Update the records from their start up to and including the line with "<point>403,291</point>" by replacing "window frame" with "window casement", and write out only those lines, with nothing else changed.

Pointing records
━━━

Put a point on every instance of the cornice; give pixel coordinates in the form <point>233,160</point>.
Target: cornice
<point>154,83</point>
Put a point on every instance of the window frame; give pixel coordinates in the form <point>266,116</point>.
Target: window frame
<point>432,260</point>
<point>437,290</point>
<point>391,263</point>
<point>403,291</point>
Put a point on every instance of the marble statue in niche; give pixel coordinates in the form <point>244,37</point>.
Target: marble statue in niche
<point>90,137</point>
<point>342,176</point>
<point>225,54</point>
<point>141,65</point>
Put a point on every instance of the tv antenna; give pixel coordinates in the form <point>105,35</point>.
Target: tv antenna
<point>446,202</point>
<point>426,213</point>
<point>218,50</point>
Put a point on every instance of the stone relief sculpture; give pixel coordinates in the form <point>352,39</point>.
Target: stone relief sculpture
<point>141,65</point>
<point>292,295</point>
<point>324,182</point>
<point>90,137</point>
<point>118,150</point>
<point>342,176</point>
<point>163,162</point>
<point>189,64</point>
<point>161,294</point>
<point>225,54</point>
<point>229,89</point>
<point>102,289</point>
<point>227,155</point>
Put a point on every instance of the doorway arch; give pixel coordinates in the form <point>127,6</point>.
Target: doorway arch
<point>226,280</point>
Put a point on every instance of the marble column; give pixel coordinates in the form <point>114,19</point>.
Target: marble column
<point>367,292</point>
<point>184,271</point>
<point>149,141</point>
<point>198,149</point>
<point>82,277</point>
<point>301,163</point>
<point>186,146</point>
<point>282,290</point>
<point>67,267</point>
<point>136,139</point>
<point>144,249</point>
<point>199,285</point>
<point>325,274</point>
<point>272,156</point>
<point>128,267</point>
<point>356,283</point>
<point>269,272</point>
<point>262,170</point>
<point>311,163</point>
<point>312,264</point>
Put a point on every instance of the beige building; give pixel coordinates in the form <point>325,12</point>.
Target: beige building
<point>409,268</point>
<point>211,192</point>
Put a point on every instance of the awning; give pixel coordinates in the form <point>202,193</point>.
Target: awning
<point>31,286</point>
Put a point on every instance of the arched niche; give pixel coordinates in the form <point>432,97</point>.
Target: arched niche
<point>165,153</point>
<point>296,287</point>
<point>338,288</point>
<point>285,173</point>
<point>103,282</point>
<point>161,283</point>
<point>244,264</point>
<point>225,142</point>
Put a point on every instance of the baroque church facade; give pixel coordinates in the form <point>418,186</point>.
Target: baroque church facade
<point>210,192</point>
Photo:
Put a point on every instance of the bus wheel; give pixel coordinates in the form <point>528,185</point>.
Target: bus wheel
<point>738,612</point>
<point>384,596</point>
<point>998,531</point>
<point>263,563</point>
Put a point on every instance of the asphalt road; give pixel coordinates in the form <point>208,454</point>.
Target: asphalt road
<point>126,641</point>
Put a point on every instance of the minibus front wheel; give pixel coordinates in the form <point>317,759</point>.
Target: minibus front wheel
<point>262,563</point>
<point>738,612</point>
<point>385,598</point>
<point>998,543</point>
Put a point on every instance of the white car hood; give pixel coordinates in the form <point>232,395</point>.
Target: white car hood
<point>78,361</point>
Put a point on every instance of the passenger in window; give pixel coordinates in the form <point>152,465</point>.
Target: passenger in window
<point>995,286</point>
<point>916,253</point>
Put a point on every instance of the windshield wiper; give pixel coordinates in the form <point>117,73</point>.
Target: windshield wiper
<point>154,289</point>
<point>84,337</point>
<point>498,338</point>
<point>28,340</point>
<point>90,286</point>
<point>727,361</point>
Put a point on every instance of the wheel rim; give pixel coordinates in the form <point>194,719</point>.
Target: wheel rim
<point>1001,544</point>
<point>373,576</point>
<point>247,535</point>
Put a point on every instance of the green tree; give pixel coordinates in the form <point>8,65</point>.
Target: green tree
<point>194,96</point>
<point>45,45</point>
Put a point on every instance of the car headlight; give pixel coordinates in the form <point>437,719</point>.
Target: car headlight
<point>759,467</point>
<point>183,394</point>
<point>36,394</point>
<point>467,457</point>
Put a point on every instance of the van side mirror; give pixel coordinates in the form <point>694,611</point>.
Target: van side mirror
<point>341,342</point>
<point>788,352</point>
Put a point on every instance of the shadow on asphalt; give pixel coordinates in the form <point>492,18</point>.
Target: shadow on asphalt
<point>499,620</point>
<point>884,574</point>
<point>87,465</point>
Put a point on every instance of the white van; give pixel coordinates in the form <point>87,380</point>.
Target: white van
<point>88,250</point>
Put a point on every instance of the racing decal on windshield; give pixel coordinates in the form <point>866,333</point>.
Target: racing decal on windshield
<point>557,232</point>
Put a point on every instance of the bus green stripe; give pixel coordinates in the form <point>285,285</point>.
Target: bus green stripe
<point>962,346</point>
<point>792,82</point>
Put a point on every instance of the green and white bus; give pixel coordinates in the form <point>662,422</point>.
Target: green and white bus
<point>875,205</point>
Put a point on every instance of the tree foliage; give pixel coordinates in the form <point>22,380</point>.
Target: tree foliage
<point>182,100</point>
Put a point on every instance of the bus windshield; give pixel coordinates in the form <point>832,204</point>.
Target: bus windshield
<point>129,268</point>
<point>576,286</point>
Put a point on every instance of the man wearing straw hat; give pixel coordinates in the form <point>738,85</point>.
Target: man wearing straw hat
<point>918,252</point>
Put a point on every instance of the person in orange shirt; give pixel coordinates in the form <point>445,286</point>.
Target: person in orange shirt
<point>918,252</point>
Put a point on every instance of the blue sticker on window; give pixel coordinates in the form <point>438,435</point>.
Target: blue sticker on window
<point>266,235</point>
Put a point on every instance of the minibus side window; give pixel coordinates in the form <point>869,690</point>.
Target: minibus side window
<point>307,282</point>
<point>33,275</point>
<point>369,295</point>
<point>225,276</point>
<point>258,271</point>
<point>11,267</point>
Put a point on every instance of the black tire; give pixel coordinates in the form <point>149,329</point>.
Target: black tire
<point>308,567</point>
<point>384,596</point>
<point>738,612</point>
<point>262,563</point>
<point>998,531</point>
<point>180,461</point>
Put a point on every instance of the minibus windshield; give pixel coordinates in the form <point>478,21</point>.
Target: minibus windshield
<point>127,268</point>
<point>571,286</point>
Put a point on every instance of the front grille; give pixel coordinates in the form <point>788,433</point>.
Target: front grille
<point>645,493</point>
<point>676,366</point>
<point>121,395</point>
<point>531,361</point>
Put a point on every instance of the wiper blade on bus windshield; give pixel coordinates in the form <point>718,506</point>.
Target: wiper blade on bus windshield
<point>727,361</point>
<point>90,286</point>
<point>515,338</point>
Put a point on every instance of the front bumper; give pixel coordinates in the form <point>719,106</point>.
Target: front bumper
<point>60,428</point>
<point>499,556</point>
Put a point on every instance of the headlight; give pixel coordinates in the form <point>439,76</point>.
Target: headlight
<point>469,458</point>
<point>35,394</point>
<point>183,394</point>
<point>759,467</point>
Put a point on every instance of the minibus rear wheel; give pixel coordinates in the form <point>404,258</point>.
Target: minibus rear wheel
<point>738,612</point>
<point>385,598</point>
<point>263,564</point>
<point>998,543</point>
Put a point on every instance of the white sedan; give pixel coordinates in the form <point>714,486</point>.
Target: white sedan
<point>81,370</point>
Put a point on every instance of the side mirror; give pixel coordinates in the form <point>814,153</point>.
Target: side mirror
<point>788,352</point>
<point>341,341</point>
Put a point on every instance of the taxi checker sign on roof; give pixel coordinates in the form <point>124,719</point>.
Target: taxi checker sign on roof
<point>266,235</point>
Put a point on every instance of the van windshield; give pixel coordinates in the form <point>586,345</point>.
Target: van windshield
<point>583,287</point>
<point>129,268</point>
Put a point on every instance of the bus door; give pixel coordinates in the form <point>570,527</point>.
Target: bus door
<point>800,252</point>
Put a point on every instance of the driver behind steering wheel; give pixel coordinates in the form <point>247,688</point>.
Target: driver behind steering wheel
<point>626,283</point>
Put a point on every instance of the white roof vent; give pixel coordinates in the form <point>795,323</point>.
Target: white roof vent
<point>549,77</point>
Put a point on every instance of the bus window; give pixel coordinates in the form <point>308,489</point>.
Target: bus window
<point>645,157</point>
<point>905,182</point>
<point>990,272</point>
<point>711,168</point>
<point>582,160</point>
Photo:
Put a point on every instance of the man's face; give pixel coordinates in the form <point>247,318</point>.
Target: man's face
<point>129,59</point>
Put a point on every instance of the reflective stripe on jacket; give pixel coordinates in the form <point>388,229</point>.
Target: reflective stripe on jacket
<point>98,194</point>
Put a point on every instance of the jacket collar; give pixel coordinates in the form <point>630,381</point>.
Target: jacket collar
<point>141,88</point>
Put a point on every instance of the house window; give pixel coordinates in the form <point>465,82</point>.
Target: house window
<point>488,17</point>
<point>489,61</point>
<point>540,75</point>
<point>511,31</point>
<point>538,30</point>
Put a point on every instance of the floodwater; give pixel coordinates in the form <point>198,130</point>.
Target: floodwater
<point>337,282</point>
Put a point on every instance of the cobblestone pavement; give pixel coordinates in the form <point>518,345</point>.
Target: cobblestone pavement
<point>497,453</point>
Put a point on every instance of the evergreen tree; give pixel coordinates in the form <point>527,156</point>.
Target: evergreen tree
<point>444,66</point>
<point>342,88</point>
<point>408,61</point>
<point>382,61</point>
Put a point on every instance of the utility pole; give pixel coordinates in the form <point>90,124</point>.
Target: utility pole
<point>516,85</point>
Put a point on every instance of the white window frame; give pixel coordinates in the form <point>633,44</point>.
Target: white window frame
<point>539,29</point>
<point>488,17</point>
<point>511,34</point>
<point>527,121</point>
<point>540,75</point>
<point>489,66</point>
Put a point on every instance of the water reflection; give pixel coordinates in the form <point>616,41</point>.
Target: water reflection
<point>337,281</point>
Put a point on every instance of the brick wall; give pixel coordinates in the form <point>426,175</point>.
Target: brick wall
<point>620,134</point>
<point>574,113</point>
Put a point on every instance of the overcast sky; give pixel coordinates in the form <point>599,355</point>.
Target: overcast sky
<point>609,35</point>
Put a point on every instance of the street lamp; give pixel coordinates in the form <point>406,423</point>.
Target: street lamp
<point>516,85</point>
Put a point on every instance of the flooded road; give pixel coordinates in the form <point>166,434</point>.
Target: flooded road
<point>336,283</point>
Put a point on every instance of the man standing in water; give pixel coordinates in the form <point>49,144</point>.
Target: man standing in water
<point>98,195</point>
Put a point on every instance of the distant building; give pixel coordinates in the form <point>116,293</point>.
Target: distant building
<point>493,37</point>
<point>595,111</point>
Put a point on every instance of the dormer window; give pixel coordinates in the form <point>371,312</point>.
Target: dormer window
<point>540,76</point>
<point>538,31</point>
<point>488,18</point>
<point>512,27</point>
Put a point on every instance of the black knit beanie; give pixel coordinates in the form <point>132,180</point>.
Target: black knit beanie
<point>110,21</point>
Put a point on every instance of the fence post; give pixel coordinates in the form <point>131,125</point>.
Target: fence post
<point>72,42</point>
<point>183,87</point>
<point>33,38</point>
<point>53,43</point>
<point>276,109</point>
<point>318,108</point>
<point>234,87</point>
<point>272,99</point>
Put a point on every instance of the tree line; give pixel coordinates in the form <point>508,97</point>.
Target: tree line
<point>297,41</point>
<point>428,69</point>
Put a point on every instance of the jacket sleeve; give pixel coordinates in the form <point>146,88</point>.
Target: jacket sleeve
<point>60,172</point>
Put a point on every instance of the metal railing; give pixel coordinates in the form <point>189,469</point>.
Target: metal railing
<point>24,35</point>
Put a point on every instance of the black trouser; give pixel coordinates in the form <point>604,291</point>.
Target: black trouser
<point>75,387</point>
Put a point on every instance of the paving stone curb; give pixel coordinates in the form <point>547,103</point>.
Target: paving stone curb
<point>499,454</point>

━━━

THE REPLY
Put a point on every instance of the cornice; give pixel coordinates in the form <point>233,160</point>.
Target: cornice
<point>154,83</point>
Put a point on every instance of the window casement; give pixel coordinates in the form <point>266,116</point>.
Target: window casement
<point>432,260</point>
<point>437,290</point>
<point>391,263</point>
<point>403,291</point>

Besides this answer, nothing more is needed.